**Data in this exercise**
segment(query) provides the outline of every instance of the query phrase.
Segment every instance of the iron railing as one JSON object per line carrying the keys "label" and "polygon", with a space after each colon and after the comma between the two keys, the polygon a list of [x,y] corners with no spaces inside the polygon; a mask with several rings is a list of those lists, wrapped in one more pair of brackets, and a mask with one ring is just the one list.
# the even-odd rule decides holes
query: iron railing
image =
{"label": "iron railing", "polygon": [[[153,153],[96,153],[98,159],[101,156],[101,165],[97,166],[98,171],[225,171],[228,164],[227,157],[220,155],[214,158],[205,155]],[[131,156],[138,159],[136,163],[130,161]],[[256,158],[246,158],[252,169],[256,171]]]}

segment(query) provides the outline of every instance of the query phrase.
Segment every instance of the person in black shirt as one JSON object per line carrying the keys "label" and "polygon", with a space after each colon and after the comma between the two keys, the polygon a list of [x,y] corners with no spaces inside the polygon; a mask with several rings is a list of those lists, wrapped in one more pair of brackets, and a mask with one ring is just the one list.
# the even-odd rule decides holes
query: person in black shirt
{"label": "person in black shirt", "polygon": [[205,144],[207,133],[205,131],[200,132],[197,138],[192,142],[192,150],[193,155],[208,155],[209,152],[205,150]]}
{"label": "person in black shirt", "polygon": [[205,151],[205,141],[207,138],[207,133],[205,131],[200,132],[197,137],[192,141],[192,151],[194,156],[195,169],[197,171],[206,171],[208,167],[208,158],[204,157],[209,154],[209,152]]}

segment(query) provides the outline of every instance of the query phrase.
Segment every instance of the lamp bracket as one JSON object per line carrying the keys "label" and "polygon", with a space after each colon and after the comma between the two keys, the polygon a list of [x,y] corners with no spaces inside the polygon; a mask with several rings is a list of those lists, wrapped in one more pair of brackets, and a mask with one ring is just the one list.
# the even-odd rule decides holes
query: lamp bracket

**Challenge**
Print the material above once more, exactly.

**Written answer**
segment(query) provides the outline of every instance of the query phrase.
Segment every instance of the iron railing as one JSON object per line carrying the keys "label" and "polygon", with a space after each colon and after the comma between the two keys, the polygon a list of [x,y] corners with no spaces inside the polygon; a mask with several rings is a list of those lists, wrapped in one more pair of brackets, and a mask with one ring is just the one list.
# the even-odd rule decides holes
query: iron railing
image =
{"label": "iron railing", "polygon": [[[153,153],[96,153],[98,159],[101,156],[101,165],[97,166],[98,171],[225,171],[228,164],[227,157],[220,155],[214,158],[205,155]],[[131,156],[138,159],[136,163],[130,161]],[[256,158],[246,158],[252,169],[256,171]]]}

segment(query) provides the outline of every instance of the query phrase.
Segment every instance of the person in black shirt as one JSON object per line carrying the keys "label" and "polygon", with a space after each colon and after the comma between the two keys, the polygon a list of [x,y] corners with no spaces inside the polygon; a mask with several rings is a list of those lists, wrapped in one more pair of brackets, and a mask with one ring is just the one list.
# the even-odd rule decides holes
query: person in black shirt
{"label": "person in black shirt", "polygon": [[205,144],[207,133],[205,131],[200,132],[197,138],[192,142],[192,150],[193,155],[208,155],[209,152],[205,150]]}
{"label": "person in black shirt", "polygon": [[205,151],[205,141],[207,138],[207,133],[205,131],[200,132],[197,137],[192,141],[192,151],[194,156],[195,169],[197,171],[206,171],[208,167],[208,158],[204,157],[209,154],[209,152]]}

segment(query) provides the outline of every instance of the query phrase.
Segment every instance of the lamp bracket as one JSON object per line carrying the keys "label" and "polygon", with a space after each colon and after the comma between the two keys, the polygon a list of [x,y] corners with no spaces inside the polygon; a mask with several rings is a list of those lists, wrapped in one more pair of brackets, and a mask with one ring is just the one list.
# the even-odd rule decides holes
query: lamp bracket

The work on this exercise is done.